_Material for this exercise_:
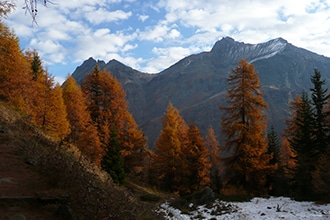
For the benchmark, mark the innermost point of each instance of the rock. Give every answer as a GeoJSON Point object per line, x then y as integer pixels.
{"type": "Point", "coordinates": [64, 212]}
{"type": "Point", "coordinates": [17, 217]}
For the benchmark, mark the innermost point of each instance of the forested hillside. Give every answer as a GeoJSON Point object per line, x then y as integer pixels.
{"type": "Point", "coordinates": [87, 141]}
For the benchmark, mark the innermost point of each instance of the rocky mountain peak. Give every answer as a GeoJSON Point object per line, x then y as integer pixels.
{"type": "Point", "coordinates": [234, 50]}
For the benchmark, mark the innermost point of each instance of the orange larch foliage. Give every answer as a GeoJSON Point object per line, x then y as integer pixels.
{"type": "Point", "coordinates": [83, 132]}
{"type": "Point", "coordinates": [55, 121]}
{"type": "Point", "coordinates": [215, 151]}
{"type": "Point", "coordinates": [109, 110]}
{"type": "Point", "coordinates": [14, 70]}
{"type": "Point", "coordinates": [167, 166]}
{"type": "Point", "coordinates": [198, 164]}
{"type": "Point", "coordinates": [244, 125]}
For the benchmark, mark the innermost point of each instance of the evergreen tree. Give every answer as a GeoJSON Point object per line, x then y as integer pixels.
{"type": "Point", "coordinates": [244, 126]}
{"type": "Point", "coordinates": [276, 180]}
{"type": "Point", "coordinates": [302, 142]}
{"type": "Point", "coordinates": [112, 161]}
{"type": "Point", "coordinates": [273, 145]}
{"type": "Point", "coordinates": [320, 98]}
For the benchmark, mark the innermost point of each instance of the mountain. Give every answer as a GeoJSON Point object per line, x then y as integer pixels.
{"type": "Point", "coordinates": [196, 85]}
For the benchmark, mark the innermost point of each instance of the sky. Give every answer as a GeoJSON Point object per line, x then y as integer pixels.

_Written instruction_: Swap "innermost" for "central" throughout the material above and reproduce every line with no other change. Omit the pictures from your answer.

_Finished answer_:
For the benchmark, mark the central point of each instance of the rock. Give every answer as a GeoJSON Point object per line, x then y as integer pixels.
{"type": "Point", "coordinates": [64, 212]}
{"type": "Point", "coordinates": [17, 217]}
For the benchmark, mark the central point of each instance of the forested hillside. Give every answer as a GeoJSON Point object per line, x then y as integer pixels.
{"type": "Point", "coordinates": [87, 141]}
For the benchmark, mark the central point of each instance of the rocky mountain peak. Give every answer as a GeoJSON Point object per line, x then y as integer pixels.
{"type": "Point", "coordinates": [234, 50]}
For the benchmark, mark the central point of each instance of the orange larch foliage. Give every answer as a GeoJSON Point object per line, x then y as integer pixels.
{"type": "Point", "coordinates": [83, 132]}
{"type": "Point", "coordinates": [55, 121]}
{"type": "Point", "coordinates": [215, 151]}
{"type": "Point", "coordinates": [109, 110]}
{"type": "Point", "coordinates": [14, 70]}
{"type": "Point", "coordinates": [167, 166]}
{"type": "Point", "coordinates": [198, 164]}
{"type": "Point", "coordinates": [244, 125]}
For the benchmark, mark the central point of each instance of the evergreen tree. Give every answer as a GeoJSON Point object per line, x then y as integer pixels.
{"type": "Point", "coordinates": [244, 126]}
{"type": "Point", "coordinates": [276, 180]}
{"type": "Point", "coordinates": [302, 142]}
{"type": "Point", "coordinates": [112, 161]}
{"type": "Point", "coordinates": [273, 145]}
{"type": "Point", "coordinates": [320, 98]}
For the benchmark, mark the central point of each instance of the mountain. Give every answer as a GeoJSON Point object per line, x then y as integer pixels.
{"type": "Point", "coordinates": [196, 85]}
For the benchmark, mark the central point of each instance of the sky. Give every answer as a GeoJSON Point object per line, x then y as integer pixels.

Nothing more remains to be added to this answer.